| Your objective |
All records that follow are to be copied exactly, with images omitted.

[Records from a collection]
════
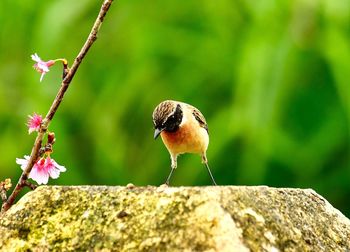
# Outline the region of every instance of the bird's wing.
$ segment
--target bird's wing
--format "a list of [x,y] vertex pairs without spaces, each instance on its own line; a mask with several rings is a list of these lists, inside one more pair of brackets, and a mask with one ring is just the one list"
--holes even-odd
[[209,133],[208,124],[205,121],[203,114],[197,108],[195,108],[193,106],[191,106],[191,109],[192,109],[192,115],[199,122],[199,125]]

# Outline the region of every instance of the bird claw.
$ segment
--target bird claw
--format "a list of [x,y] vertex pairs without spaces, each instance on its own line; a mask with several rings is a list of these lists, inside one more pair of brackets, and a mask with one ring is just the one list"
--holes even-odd
[[168,188],[169,187],[169,183],[161,184],[159,187],[160,188]]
════
| Solved exercise |
# Outline the region of every instance of the bird's wing.
$ segment
--target bird's wing
--format "a list of [x,y] vertex pairs without spaces, each instance on its own line; a mask with several rings is a list of these lists, inside one more pair of brackets, and a mask with one ring is just the one list"
--holes even-odd
[[209,133],[208,124],[205,121],[203,114],[197,108],[195,108],[193,106],[191,106],[191,109],[192,109],[192,115],[199,122],[199,125]]

# Outline the region of every instance of the bird claw.
$ segment
--target bird claw
--format "a list of [x,y] vertex pairs without spaces, each instance on its own line; a mask with several rings is a list of these lists, inside one more pair of brackets, and a mask with one ring is just the one list"
--holes even-odd
[[168,188],[169,187],[169,183],[161,184],[159,187],[160,188]]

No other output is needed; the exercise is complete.